Brief: Retype the tail of the data exactly, starting at the line containing "Locate the sunlit" and stopping at the last line.
• • • • • • •
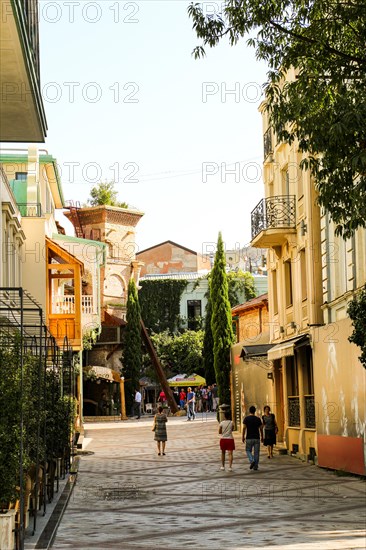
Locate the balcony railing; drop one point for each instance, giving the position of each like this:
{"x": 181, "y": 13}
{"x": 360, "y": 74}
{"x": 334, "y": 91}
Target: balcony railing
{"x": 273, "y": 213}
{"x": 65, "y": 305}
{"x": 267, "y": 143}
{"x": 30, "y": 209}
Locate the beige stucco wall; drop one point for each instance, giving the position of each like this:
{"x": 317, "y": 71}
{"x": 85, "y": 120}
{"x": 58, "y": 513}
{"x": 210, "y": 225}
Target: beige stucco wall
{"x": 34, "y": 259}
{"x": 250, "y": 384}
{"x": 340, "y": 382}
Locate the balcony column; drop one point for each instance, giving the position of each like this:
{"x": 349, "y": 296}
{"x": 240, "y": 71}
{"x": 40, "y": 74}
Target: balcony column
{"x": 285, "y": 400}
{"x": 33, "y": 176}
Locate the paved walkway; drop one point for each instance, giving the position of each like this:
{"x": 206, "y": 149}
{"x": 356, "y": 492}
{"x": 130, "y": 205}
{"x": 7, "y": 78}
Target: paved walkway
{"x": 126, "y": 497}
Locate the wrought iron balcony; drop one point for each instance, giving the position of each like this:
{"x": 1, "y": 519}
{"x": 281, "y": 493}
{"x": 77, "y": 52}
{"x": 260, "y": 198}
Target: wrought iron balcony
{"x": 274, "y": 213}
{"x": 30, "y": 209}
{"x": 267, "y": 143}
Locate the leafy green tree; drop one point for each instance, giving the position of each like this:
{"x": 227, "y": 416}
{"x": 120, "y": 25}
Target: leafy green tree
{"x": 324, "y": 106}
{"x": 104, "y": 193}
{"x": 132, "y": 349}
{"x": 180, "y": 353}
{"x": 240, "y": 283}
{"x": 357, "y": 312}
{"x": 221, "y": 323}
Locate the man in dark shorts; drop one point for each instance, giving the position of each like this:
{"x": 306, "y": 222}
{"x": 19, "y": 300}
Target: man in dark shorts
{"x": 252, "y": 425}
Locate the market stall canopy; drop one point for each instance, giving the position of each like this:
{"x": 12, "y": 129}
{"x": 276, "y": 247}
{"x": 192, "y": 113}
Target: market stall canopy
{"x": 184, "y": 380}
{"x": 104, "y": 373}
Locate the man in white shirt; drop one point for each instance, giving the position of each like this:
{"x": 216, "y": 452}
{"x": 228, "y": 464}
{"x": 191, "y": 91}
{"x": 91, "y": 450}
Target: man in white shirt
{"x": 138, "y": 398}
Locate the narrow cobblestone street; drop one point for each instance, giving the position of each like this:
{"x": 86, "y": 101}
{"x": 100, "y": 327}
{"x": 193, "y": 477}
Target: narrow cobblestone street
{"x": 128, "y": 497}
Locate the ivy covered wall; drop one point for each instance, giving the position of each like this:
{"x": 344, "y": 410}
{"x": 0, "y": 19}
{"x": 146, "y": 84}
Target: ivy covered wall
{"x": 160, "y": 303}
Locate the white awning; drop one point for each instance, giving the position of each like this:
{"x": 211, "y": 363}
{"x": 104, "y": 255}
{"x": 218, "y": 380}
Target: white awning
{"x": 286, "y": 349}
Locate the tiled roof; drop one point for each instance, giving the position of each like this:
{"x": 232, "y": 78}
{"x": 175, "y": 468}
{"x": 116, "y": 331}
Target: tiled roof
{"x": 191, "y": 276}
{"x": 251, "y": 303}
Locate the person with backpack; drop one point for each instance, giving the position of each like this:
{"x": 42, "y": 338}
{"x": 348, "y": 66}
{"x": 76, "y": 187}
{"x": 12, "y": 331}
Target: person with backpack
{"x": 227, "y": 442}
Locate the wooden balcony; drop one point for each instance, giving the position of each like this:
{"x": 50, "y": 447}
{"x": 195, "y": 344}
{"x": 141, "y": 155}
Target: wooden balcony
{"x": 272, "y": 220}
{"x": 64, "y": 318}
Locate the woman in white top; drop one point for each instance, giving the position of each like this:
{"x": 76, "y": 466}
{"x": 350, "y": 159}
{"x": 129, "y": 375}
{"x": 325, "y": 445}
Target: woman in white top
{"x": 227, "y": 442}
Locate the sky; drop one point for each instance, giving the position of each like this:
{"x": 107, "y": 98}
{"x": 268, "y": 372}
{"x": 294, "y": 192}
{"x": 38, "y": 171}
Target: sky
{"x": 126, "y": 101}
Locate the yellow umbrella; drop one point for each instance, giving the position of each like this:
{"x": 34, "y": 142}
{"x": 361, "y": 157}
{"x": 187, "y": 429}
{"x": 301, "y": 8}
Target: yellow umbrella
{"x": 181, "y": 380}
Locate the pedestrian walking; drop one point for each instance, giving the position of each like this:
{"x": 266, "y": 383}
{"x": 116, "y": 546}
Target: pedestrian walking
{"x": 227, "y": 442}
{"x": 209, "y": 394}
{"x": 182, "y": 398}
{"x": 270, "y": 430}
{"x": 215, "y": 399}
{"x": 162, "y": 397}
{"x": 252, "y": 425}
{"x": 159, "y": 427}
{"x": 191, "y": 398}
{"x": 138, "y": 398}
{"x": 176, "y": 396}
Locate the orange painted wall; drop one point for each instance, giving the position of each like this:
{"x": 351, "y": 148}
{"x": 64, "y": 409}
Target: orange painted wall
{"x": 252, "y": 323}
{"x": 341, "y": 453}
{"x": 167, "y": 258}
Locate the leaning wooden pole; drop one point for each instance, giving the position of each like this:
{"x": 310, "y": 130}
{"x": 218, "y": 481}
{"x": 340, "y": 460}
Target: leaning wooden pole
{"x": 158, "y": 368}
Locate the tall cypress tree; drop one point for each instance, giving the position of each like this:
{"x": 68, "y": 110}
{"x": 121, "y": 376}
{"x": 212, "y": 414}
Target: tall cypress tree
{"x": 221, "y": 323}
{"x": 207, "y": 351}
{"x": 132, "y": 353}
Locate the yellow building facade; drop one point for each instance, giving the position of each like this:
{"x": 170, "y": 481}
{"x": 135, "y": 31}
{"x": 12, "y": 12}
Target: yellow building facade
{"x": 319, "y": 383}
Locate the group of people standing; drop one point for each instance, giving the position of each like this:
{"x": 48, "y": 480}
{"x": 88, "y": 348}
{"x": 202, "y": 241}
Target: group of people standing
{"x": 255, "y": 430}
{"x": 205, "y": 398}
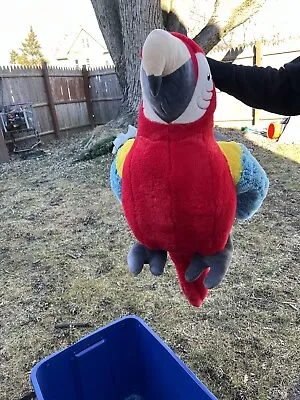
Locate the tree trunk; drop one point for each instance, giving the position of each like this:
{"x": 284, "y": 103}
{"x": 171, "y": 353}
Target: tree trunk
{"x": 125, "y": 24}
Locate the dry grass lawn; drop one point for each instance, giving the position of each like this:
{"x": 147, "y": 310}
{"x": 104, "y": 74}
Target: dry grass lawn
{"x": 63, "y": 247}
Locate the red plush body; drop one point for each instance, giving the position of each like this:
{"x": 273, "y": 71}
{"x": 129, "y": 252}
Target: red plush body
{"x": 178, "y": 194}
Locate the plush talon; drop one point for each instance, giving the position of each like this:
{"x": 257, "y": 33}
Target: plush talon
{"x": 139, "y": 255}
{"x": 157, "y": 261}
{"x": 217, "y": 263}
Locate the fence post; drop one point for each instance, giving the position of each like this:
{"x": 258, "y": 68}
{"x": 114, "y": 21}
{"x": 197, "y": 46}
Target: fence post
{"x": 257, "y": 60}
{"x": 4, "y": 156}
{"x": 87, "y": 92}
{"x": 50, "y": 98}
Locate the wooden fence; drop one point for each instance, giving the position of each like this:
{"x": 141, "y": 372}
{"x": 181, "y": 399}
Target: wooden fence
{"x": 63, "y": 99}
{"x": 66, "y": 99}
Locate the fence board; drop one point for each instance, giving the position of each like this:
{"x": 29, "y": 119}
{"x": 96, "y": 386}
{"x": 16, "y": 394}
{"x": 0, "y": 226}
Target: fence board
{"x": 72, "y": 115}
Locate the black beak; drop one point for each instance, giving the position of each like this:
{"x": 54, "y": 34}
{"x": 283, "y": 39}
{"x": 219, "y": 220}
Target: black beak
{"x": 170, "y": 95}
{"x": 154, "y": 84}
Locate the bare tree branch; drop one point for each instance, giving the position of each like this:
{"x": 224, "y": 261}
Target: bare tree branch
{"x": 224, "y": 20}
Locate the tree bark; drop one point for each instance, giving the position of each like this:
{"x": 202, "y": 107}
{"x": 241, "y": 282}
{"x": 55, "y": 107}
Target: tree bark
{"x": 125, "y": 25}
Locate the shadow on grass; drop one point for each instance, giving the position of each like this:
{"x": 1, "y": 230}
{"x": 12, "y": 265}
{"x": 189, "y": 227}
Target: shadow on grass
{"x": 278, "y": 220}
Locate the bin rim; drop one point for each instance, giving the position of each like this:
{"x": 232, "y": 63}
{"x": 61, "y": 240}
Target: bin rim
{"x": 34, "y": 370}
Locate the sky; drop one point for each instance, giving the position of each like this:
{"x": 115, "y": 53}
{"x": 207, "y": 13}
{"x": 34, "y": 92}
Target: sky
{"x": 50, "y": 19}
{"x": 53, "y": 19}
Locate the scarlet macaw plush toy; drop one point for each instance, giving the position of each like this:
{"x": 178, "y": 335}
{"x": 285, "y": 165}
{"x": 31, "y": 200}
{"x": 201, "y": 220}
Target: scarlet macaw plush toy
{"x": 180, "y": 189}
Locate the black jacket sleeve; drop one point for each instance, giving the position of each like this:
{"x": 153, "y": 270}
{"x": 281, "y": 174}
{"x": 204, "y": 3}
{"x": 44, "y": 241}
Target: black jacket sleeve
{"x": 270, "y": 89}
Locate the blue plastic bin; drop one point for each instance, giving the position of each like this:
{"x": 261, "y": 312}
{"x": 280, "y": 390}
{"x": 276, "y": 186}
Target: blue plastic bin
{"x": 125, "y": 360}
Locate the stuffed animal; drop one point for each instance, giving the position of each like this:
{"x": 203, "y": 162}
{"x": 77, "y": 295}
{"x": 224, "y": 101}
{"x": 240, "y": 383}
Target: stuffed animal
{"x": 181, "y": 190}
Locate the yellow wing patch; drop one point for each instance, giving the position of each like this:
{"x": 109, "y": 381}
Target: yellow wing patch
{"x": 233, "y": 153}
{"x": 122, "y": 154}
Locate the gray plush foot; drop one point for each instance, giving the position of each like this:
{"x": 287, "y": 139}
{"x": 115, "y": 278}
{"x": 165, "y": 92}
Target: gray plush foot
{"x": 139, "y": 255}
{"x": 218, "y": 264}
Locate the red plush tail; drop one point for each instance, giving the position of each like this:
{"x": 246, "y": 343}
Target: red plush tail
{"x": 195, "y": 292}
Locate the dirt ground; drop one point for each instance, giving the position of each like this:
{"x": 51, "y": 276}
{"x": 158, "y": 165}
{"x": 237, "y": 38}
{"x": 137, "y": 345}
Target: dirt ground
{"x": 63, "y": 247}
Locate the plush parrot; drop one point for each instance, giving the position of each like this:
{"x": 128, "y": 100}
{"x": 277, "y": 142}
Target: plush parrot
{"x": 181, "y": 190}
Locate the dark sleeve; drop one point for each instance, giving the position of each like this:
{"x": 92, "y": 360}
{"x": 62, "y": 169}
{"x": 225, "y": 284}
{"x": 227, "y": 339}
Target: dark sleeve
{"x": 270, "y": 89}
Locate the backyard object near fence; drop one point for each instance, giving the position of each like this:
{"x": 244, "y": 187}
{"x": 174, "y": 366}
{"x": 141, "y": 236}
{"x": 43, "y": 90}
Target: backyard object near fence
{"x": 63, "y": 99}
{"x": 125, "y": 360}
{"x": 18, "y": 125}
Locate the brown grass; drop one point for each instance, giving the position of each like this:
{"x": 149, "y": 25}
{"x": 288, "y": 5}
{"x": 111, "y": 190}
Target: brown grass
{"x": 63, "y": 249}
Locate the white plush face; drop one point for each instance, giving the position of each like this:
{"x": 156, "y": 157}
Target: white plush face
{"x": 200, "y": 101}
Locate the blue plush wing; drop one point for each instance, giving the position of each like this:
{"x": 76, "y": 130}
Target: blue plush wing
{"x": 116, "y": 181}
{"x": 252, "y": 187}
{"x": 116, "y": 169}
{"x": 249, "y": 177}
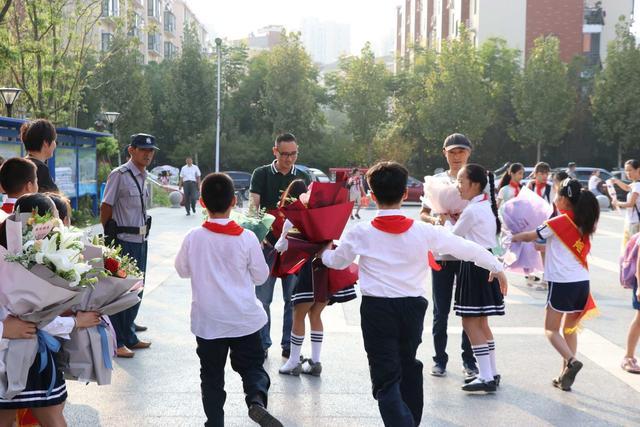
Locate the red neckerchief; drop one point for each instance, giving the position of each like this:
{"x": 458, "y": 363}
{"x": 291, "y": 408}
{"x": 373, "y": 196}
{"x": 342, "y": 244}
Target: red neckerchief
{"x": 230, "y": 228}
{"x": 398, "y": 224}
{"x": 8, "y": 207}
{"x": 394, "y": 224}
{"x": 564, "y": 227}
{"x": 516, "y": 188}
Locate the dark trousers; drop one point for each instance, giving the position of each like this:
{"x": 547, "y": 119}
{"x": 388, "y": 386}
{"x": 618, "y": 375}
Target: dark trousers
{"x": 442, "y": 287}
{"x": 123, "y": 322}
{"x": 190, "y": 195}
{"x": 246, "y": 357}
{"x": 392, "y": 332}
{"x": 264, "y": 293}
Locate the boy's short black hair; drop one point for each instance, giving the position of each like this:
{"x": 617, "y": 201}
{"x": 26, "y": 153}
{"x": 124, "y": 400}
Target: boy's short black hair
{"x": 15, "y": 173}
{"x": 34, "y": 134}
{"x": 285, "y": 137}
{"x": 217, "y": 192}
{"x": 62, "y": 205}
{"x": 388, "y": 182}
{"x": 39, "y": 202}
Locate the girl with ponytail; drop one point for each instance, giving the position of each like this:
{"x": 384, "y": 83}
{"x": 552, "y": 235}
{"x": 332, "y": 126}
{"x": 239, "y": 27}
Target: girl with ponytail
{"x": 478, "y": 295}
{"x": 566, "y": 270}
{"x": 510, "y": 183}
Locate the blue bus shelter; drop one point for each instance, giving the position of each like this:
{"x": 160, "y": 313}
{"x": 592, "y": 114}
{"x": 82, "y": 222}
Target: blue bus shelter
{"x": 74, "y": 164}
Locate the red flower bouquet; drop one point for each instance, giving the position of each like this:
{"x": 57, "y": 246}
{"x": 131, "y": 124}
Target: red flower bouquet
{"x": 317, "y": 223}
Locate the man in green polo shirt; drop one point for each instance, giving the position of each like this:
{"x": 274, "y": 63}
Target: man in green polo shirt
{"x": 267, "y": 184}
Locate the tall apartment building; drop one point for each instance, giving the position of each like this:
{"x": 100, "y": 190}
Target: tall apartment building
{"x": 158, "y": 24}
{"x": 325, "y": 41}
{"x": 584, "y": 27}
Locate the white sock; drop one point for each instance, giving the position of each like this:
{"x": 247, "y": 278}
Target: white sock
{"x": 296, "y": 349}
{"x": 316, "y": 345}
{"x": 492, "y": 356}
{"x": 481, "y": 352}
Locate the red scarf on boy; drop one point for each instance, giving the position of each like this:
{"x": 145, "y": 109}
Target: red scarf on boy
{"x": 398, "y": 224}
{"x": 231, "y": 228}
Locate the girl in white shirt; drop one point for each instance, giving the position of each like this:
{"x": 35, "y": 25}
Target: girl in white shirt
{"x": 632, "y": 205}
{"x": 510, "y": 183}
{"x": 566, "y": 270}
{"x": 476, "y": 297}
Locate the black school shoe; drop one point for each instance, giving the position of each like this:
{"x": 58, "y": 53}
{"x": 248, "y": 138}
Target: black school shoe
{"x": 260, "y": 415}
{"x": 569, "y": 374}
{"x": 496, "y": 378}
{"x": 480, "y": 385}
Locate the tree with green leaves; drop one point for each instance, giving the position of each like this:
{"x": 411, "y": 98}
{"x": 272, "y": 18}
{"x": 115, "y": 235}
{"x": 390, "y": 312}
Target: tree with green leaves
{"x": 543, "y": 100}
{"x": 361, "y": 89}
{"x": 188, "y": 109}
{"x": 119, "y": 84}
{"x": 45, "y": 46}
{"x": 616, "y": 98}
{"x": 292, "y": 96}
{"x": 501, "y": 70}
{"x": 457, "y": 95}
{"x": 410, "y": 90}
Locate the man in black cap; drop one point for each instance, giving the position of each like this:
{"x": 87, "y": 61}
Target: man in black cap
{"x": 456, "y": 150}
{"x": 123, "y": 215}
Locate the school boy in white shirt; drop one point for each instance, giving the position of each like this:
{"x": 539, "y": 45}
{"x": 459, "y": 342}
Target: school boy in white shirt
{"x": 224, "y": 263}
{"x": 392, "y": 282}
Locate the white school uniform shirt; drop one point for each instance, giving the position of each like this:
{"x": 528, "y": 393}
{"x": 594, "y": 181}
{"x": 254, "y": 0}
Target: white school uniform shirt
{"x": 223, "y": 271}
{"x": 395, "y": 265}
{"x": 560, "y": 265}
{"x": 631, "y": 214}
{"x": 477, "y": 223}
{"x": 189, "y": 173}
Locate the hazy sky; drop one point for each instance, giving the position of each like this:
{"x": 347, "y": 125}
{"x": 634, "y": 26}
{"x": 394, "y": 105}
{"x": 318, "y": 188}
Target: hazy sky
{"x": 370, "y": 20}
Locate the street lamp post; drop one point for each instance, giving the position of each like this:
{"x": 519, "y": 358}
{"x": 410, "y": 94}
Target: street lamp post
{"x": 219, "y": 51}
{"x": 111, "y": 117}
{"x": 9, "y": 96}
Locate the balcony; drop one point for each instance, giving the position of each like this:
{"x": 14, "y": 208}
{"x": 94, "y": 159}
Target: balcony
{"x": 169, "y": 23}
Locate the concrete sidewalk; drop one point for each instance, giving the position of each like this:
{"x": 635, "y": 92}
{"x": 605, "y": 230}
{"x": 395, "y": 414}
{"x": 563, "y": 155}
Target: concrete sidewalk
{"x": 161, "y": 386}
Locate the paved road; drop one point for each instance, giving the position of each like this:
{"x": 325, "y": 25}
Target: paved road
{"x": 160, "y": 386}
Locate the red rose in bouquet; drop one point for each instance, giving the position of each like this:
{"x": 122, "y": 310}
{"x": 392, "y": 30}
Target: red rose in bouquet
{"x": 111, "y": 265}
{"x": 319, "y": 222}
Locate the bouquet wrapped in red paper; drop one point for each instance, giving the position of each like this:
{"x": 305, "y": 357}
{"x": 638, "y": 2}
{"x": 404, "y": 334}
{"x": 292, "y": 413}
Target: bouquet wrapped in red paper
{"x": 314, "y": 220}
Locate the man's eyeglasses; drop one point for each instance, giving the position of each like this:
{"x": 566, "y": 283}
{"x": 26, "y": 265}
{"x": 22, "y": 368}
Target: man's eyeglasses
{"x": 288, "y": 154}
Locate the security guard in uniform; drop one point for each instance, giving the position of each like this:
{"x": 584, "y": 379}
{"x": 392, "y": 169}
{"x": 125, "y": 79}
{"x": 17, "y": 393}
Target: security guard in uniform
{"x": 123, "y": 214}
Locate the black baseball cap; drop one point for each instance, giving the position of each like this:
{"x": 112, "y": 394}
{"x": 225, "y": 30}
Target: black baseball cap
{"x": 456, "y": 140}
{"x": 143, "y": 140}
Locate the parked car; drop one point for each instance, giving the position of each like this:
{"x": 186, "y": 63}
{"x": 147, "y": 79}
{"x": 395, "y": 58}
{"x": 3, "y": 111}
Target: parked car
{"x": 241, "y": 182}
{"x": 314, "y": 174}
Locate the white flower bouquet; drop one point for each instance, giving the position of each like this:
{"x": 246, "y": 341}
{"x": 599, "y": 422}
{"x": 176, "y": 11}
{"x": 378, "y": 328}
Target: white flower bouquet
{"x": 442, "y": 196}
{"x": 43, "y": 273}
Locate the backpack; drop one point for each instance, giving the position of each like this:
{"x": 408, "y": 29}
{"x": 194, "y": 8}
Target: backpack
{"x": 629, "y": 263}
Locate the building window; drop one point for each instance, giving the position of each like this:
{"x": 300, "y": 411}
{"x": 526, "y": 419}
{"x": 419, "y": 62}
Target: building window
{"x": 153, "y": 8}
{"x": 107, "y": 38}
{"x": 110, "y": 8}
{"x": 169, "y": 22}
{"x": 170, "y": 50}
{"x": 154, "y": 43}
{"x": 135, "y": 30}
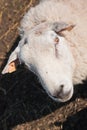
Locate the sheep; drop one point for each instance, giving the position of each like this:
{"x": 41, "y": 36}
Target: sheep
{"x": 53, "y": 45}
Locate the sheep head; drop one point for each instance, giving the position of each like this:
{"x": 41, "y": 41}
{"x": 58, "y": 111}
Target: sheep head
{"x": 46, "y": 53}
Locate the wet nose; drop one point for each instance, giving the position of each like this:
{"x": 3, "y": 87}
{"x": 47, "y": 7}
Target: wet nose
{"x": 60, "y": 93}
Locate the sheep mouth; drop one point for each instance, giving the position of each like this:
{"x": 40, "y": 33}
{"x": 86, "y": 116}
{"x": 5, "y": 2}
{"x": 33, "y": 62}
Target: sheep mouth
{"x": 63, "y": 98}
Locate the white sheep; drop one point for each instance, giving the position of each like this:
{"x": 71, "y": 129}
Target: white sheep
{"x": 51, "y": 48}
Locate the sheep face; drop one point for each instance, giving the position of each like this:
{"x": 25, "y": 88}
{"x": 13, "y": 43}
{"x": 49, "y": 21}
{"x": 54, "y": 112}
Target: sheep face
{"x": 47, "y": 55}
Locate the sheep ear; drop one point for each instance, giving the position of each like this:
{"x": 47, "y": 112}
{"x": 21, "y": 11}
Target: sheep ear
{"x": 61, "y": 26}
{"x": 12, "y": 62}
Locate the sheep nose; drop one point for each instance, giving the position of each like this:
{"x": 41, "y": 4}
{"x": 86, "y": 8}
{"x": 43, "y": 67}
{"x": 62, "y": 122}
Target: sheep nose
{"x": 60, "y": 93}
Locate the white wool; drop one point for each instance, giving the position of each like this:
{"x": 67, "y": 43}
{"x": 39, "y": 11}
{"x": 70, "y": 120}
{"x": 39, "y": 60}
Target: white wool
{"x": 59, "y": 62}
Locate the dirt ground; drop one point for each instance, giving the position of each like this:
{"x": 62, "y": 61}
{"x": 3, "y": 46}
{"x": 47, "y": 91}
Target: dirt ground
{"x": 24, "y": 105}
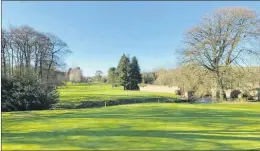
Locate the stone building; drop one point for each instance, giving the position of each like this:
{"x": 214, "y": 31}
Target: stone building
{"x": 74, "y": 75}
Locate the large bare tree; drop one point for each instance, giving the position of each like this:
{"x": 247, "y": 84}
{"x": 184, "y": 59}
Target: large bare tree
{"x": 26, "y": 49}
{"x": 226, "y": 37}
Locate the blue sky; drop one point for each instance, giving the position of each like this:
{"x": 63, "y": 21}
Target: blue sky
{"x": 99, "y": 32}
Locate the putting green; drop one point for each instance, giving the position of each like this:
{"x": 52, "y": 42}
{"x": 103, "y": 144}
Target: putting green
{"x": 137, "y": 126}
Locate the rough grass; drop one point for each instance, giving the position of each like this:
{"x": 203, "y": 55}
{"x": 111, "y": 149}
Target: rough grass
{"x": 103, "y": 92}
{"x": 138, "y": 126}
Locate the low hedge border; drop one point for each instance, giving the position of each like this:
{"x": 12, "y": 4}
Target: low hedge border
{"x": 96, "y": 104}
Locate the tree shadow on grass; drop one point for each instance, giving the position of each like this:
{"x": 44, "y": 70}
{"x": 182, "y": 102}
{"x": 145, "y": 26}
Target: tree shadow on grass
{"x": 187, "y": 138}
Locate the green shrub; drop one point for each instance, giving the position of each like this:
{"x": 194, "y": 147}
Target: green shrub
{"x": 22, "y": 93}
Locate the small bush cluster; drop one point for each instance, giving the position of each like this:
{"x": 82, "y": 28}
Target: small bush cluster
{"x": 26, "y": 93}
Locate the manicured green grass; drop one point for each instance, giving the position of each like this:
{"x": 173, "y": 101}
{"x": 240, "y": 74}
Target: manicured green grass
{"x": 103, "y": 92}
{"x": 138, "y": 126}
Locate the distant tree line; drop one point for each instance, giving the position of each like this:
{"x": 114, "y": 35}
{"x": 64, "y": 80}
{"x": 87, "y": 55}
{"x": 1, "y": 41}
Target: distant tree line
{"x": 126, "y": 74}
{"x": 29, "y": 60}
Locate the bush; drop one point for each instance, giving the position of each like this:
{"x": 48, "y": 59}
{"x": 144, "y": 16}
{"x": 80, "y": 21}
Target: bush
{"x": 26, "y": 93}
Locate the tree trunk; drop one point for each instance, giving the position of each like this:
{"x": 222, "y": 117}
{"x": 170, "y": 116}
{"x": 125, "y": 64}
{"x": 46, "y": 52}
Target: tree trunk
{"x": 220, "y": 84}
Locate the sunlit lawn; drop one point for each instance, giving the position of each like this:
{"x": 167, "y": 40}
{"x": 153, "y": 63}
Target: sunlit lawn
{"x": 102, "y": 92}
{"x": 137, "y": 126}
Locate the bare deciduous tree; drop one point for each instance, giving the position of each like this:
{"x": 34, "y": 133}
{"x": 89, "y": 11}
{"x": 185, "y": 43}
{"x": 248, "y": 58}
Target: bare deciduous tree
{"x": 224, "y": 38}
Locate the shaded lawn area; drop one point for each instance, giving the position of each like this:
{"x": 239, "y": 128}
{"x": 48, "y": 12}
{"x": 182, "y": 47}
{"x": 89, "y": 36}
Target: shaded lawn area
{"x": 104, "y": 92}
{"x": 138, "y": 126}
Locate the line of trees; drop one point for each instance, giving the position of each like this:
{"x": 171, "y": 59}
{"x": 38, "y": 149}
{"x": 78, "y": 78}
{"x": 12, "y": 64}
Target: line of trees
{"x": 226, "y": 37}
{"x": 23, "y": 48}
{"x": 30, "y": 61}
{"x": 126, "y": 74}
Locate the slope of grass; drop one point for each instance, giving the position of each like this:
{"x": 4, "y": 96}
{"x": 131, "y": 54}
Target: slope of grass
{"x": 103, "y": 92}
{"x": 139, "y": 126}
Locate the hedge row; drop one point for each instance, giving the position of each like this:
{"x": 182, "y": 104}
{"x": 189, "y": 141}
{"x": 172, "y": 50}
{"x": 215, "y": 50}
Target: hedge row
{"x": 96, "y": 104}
• • • • • • •
Full output:
Locate the sunlit lawn; drop one point for each instance, giving the position of each like this:
{"x": 167, "y": 40}
{"x": 153, "y": 63}
Target: sunlit lawn
{"x": 102, "y": 92}
{"x": 137, "y": 126}
Locate the bare deciduous tree; drop one point for each instance, giving the position of each like this:
{"x": 34, "y": 133}
{"x": 89, "y": 11}
{"x": 185, "y": 43}
{"x": 248, "y": 58}
Target: bare deciduous tree
{"x": 224, "y": 38}
Locate the shaded lawn area; drop one point for each instance, giving the position of each like this:
{"x": 239, "y": 128}
{"x": 48, "y": 12}
{"x": 182, "y": 47}
{"x": 89, "y": 36}
Target: shaded lawn area
{"x": 104, "y": 92}
{"x": 138, "y": 126}
Locate the line of trees; drop one point for each instance, giving the position of each like this:
{"x": 171, "y": 59}
{"x": 38, "y": 149}
{"x": 78, "y": 78}
{"x": 12, "y": 64}
Target: line of trees
{"x": 226, "y": 37}
{"x": 23, "y": 48}
{"x": 30, "y": 61}
{"x": 126, "y": 74}
Locate the slope of grass; drop one point for each instance, giving the position of each like this:
{"x": 4, "y": 96}
{"x": 131, "y": 54}
Target: slope of grass
{"x": 103, "y": 92}
{"x": 139, "y": 126}
Locate the hedge row; drop one point for each instance, giving the position of each like this:
{"x": 182, "y": 104}
{"x": 189, "y": 141}
{"x": 172, "y": 50}
{"x": 215, "y": 50}
Target: hedge row
{"x": 96, "y": 104}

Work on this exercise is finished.